Point-per-instance localization data:
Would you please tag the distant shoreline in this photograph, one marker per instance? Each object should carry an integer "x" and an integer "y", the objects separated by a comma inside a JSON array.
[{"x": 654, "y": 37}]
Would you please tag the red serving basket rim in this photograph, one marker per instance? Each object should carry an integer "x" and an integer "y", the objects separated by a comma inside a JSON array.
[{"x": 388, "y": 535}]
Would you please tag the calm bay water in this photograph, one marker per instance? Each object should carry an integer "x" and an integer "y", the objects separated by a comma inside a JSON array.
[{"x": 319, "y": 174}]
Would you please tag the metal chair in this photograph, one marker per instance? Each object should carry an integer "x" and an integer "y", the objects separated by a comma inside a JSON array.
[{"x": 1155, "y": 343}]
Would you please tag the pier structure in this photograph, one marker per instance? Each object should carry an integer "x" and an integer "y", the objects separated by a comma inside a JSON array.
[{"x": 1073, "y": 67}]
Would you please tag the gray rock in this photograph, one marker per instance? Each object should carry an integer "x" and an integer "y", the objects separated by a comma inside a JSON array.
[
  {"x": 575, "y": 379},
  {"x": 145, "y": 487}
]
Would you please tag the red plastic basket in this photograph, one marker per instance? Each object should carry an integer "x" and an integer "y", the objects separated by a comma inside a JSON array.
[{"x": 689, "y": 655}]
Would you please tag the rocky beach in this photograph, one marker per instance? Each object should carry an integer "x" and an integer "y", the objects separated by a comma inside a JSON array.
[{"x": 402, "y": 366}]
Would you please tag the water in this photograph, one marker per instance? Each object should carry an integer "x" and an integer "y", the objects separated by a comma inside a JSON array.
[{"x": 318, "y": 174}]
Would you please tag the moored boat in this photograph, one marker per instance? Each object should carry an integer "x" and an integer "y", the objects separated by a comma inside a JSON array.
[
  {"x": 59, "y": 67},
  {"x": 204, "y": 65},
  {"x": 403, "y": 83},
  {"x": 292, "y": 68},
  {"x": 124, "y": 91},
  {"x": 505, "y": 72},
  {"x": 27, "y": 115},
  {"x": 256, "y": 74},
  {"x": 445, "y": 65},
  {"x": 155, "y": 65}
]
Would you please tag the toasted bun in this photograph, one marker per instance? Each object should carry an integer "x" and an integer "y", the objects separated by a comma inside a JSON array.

== WHAT TO PRODUCE ==
Copy out each entry above with no deviation.

== ANSWER BOX ==
Would you please tag the distant shoreline in this photograph, one marker per instance? Each object should carry an integer "x" and an integer "y", the objects separated by a comma inside a JSON array.
[{"x": 654, "y": 37}]
Would you please tag the red serving basket rim in this photograph, one marker per instance? Each object should carry an integer "x" and an integer "y", the objects separated by a comma inside a JSON array.
[{"x": 388, "y": 535}]
Would you please tag the calm bay water in this photograph, one marker per instance? Each object should carry an integer "x" and an integer "y", the objects separated by a comma inside a JSON array.
[{"x": 319, "y": 174}]
Would you please tag the metal chair in this photograph, one marker per instance? Each object should carry an integer "x" and an integer "y", the objects separated by a comma inside a JSON array.
[{"x": 1155, "y": 343}]
Would you please tag the pier structure in this photograph, one marker per instance? Each object should carry an integer "x" and an integer "y", the objects separated by a comma inside a JSON array.
[{"x": 1073, "y": 67}]
Would you please tag the gray rock in this photograph, one marker per instance? Each object should carry an integer "x" and an integer "y", the objects separated by a comma inside a JSON array.
[
  {"x": 575, "y": 379},
  {"x": 145, "y": 487}
]
Would you please tag the red plastic basket in this photograph, one marker per instance? Each object should carry an integer "x" and an integer "y", the objects separated by a comma inside a JSON array.
[{"x": 689, "y": 655}]
Would you please tag the rocky beach in this photograph, one marker per instance? Each object should carry an integer "x" and an integer "y", the objects separated by a comma inside a JSON array.
[{"x": 402, "y": 366}]
Would you please tag the water in this photograph, one marker per instance? Each object should carry an integer "x" and an integer "y", the objects separated by a comma inside a JSON array.
[{"x": 318, "y": 174}]
Would you please tag the moored boat in this photograph, one marker per instance? Each object should carry an integer "x" and an integer "y", the objects separated by a comma inside a JSON array.
[
  {"x": 59, "y": 67},
  {"x": 204, "y": 65},
  {"x": 403, "y": 83},
  {"x": 292, "y": 68},
  {"x": 124, "y": 91},
  {"x": 505, "y": 72},
  {"x": 27, "y": 115},
  {"x": 256, "y": 74},
  {"x": 445, "y": 65},
  {"x": 155, "y": 65}
]
Would you please tag the toasted bun in this photograph, one marker per instance? Each object should carry an integer "x" and an integer "y", the objects separated by a comma inside a JSON array.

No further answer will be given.